§ **WHAT IS REQUIRED**
Copy out, word for word, the stretch of rows from the line containing "officer's trousers, placing" through the last of the rows.

-- Start --

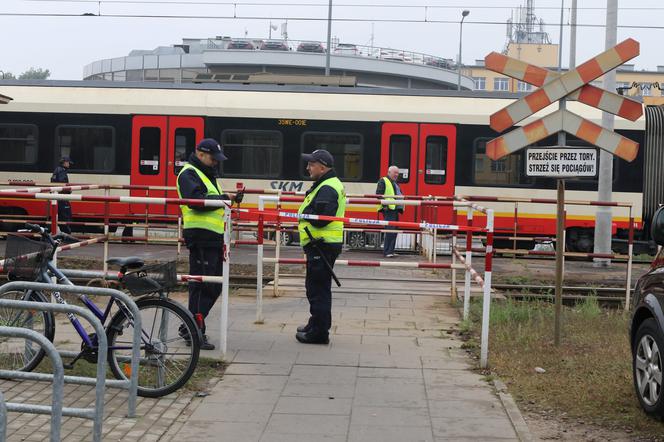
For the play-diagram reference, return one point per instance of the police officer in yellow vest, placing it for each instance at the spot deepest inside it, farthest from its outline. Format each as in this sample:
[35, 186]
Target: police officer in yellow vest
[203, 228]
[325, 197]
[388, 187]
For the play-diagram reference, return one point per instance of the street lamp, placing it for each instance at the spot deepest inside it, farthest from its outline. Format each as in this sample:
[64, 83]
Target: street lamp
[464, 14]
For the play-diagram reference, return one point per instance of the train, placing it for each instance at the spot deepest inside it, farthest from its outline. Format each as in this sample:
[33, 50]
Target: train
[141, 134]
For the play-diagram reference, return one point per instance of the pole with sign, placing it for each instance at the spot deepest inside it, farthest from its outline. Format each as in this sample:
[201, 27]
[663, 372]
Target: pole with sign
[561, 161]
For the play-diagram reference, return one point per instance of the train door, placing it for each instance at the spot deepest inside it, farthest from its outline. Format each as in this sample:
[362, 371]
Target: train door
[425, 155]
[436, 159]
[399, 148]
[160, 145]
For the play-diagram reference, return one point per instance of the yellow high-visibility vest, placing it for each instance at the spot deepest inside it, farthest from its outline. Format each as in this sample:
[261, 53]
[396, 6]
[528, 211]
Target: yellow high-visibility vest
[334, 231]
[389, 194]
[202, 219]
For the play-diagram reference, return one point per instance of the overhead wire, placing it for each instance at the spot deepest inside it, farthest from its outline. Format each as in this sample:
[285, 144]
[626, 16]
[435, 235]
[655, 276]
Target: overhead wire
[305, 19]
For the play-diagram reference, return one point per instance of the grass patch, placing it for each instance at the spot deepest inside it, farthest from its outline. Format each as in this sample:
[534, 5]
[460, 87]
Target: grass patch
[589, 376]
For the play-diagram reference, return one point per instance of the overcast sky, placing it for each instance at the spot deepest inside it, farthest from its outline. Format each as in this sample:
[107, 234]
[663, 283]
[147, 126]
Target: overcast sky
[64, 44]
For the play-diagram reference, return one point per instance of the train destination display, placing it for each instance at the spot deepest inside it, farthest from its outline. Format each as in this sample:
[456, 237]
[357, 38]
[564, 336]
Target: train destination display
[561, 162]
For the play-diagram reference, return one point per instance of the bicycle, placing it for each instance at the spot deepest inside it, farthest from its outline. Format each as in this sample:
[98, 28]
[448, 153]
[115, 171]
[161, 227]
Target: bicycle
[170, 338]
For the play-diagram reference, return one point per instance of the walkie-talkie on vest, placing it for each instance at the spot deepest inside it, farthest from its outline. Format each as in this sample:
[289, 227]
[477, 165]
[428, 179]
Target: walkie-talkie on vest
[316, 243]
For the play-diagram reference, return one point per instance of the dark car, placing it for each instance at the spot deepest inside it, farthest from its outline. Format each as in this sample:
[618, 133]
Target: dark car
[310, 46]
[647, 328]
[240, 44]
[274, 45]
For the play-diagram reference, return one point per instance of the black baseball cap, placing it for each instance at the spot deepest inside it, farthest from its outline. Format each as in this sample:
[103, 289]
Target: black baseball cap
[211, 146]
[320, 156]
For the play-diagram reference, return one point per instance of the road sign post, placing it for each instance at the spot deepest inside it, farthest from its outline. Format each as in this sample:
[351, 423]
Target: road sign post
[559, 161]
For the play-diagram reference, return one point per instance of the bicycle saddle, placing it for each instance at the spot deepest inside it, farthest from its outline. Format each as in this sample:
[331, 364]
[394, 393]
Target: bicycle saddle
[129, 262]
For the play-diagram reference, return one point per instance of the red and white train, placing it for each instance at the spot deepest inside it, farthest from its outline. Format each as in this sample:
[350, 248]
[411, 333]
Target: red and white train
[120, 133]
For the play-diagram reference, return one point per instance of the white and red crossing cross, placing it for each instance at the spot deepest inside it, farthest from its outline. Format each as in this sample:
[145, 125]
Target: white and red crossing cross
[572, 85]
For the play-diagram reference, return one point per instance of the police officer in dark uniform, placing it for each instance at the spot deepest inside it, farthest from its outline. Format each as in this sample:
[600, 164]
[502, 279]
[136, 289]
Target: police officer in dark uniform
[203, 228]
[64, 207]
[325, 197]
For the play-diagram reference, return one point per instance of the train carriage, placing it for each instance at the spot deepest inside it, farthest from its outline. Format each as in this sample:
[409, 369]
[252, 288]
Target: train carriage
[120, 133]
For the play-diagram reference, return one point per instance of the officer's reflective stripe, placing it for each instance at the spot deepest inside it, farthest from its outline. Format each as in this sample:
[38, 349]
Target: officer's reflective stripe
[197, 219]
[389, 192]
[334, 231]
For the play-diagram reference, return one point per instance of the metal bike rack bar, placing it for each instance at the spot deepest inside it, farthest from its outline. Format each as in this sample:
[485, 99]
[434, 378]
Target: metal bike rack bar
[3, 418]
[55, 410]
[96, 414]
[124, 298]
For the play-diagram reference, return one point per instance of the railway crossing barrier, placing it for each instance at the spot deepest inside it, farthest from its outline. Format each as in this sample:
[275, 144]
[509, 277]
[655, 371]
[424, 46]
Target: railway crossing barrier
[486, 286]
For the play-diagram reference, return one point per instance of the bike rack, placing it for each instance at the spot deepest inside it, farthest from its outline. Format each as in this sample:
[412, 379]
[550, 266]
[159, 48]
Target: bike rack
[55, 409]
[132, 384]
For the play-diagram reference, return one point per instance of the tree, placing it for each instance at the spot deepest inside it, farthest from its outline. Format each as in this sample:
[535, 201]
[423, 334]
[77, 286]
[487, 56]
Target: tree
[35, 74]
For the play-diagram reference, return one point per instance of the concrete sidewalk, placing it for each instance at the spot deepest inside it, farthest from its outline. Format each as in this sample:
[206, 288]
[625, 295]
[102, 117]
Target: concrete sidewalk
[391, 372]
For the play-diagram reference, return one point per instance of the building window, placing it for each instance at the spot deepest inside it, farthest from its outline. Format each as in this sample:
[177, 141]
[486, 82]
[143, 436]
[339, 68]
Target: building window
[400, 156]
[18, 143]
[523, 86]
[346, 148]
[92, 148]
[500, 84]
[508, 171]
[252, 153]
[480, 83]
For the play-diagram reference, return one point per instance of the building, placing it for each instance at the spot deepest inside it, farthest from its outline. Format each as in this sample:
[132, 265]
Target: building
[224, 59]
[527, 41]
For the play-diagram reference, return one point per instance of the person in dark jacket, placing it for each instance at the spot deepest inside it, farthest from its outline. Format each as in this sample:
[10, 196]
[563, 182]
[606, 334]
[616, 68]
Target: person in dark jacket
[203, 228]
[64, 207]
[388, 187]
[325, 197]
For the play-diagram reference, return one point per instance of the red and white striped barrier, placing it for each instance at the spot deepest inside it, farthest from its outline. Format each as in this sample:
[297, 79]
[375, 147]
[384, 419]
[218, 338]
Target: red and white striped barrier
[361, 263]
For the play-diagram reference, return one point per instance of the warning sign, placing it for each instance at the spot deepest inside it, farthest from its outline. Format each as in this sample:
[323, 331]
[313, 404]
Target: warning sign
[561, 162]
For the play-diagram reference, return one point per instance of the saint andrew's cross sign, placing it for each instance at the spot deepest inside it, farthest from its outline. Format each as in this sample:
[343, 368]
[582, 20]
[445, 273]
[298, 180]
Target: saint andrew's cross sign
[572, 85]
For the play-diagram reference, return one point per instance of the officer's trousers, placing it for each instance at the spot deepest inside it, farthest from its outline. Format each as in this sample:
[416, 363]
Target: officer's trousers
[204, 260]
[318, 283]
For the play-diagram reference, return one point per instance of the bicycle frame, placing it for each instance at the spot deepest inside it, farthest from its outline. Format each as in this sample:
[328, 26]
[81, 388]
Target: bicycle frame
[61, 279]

-- End --

§ **SOLUTION**
For the play-diagram reference, return one point per instance of the officer's trousers, placing it for each instance at the spot deepest inside it, farthest from its outline. Format each as in this sample:
[416, 363]
Target: officer's trousers
[204, 260]
[318, 283]
For the play-diagram reference, return one point per instance of the bicycle frame, placing it for each instance at the spot deepest inside it, farthest from its outline. Format each as in this sample:
[328, 26]
[81, 388]
Target: bicycle frame
[61, 279]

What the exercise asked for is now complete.